## EXERCISE AIM
All that should be output is the block of lines below from the line with "on the grass" to the line with "the neighbor roof.", both included, exactly as written.

----------

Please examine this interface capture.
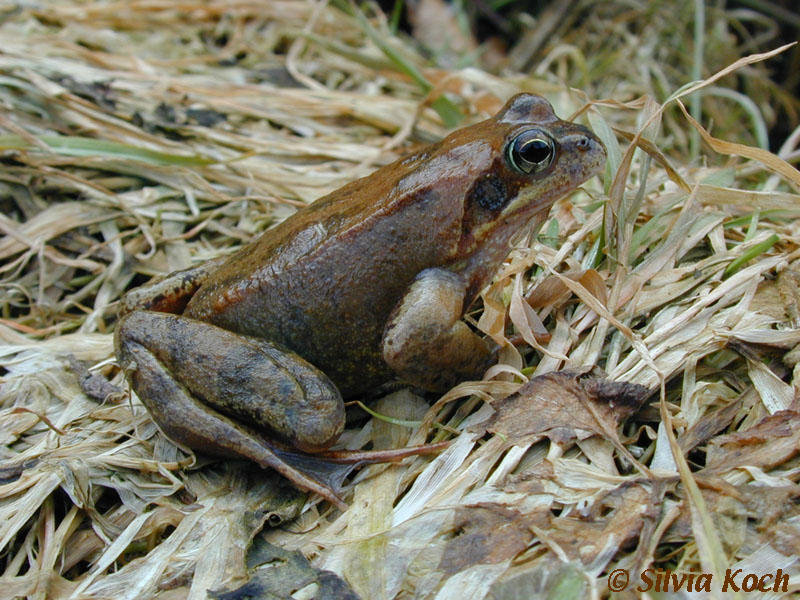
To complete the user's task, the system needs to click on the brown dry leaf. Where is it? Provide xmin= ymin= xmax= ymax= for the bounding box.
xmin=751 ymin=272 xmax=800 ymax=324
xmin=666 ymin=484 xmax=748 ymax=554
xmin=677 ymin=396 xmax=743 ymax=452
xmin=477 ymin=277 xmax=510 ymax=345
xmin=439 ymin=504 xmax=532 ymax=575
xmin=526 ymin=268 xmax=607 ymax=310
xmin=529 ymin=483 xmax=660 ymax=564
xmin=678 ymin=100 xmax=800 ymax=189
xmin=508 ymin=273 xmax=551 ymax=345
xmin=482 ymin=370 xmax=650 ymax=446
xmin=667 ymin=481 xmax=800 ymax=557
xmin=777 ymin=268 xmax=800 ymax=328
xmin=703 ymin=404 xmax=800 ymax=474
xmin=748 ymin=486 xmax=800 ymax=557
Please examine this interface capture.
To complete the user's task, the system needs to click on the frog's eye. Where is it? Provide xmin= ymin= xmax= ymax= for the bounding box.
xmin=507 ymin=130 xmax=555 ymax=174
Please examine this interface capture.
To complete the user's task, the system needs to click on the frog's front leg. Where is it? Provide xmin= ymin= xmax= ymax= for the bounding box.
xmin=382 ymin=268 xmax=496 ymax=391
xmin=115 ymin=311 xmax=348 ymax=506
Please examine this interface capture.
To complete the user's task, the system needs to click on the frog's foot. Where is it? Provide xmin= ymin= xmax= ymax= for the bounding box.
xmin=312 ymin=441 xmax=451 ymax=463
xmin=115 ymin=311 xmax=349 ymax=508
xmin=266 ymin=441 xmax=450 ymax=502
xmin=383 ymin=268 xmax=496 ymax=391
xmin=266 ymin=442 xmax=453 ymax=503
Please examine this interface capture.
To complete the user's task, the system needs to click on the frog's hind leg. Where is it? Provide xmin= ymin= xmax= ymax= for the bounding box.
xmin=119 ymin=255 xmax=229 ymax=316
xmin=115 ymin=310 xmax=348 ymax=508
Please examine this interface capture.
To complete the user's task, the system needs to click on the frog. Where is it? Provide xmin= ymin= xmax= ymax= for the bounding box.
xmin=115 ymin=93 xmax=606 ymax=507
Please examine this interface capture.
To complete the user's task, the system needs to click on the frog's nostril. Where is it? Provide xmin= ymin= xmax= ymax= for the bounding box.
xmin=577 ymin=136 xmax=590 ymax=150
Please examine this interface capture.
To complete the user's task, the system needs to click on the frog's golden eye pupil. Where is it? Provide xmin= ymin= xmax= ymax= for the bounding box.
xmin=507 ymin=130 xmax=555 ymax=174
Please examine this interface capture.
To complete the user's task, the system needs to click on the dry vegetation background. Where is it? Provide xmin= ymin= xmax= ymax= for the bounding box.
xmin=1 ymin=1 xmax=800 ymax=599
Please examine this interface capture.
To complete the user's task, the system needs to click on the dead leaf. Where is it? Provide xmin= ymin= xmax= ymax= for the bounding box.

----------

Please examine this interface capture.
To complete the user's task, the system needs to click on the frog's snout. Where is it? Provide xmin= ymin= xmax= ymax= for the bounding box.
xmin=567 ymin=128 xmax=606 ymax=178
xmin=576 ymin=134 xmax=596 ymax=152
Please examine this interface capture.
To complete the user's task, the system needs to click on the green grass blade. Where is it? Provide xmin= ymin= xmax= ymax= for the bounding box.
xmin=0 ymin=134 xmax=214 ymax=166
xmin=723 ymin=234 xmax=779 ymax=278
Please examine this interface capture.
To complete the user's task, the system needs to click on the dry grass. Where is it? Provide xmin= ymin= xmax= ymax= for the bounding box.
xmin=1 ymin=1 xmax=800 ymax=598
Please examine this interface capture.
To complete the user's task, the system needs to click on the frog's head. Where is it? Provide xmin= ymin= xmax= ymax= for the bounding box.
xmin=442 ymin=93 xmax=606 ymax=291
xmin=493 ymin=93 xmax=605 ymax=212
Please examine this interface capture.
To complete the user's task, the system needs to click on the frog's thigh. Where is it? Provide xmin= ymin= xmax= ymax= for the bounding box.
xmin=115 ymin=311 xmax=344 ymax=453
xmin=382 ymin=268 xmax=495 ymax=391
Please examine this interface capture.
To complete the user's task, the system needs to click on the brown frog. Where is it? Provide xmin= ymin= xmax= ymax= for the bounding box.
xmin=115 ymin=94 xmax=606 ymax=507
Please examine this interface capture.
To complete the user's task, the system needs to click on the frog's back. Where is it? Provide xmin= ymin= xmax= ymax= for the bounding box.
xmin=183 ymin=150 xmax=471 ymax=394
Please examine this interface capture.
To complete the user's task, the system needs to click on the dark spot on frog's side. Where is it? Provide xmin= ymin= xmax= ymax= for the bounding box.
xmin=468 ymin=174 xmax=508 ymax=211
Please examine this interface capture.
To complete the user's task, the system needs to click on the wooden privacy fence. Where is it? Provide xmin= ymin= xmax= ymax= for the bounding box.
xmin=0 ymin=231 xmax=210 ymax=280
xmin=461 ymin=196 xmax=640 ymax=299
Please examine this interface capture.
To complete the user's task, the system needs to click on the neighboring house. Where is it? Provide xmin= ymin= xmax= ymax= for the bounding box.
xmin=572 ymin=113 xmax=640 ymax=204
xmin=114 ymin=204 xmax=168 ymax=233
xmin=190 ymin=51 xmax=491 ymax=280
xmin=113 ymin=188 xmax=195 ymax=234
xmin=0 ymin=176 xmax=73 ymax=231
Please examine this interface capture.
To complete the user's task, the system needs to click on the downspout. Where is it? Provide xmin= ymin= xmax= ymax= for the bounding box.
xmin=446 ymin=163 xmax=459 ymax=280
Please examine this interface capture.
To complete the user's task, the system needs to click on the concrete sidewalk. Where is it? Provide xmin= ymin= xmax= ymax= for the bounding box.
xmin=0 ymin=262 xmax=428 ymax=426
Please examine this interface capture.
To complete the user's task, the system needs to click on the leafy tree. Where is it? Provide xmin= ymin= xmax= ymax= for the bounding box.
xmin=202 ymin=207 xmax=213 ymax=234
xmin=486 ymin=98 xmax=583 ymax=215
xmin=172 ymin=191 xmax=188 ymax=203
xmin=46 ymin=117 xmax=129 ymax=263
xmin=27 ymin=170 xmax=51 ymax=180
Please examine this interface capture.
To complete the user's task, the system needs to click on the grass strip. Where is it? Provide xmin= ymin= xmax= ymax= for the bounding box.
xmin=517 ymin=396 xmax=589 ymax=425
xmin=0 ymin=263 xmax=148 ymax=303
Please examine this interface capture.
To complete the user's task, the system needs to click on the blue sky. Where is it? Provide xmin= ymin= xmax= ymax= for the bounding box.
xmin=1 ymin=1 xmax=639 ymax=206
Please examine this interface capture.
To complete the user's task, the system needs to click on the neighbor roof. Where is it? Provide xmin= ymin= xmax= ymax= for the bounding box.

----------

## WRITTEN ANSWER
To complete the user's task, the system needs to click on the grass strip. Where is it? Provide xmin= ymin= xmax= ymax= for the bounding box.
xmin=517 ymin=396 xmax=589 ymax=425
xmin=0 ymin=263 xmax=148 ymax=303
Please examine this interface capture.
To complete the user's task, the system needs to click on the blue sky. Where is it? Provide xmin= ymin= xmax= ymax= for the bounding box.
xmin=1 ymin=1 xmax=639 ymax=206
Please examine this interface capture.
To complete the user's task, the system needs to click on the neighbor roof. Where is it? Provide xmin= ymin= xmax= ymax= for the bounding box.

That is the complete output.